_Problem_.
Return the lines below, from the first one through the line that contains "(644, 418), (755, 475)", copied verbatim.

═══ Data for this exercise

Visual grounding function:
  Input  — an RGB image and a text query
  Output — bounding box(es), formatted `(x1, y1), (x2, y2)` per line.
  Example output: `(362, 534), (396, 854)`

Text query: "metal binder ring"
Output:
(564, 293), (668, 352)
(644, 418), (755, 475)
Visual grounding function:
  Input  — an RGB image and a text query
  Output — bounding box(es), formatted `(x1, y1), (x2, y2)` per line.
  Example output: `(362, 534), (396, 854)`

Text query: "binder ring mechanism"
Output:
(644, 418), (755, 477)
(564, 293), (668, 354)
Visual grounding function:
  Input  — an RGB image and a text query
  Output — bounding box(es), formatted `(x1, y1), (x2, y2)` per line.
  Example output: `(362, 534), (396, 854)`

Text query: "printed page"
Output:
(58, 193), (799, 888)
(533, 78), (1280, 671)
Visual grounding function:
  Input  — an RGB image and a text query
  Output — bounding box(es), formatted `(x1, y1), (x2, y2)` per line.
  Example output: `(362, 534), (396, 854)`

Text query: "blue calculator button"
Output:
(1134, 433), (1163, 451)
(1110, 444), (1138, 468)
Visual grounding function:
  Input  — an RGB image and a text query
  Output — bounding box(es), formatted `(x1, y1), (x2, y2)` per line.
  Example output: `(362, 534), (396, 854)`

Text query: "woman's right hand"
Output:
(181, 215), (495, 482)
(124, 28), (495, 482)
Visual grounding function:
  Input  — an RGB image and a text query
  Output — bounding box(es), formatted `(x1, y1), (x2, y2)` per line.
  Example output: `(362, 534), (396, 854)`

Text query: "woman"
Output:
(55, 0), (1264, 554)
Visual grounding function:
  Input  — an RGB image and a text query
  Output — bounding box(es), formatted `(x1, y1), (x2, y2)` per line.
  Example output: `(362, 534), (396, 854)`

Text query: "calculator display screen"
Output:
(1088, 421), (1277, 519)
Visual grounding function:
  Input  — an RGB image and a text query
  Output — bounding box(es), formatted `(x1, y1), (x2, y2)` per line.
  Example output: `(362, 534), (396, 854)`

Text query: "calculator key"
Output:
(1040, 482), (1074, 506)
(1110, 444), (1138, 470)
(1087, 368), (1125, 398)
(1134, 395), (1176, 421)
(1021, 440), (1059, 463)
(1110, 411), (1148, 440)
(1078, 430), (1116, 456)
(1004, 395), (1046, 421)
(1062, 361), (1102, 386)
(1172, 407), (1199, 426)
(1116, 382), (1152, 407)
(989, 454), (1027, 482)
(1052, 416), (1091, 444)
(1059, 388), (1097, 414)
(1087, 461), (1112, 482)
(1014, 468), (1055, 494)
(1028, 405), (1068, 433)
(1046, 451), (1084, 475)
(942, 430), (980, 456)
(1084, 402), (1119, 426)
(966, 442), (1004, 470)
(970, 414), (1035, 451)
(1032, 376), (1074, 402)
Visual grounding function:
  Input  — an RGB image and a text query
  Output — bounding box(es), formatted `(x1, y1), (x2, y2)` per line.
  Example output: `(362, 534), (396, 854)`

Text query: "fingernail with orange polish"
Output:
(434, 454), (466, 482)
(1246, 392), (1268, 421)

══════

_Output below_.
Visual grounding function:
  Input  — an RGB image and a text query
  Output — bounding box(es), formatted `(x1, y1), (x2, y2)` per line.
  Example output: `(362, 534), (396, 854)`

Text query: "metal binder ring"
Output:
(564, 293), (668, 352)
(644, 418), (755, 475)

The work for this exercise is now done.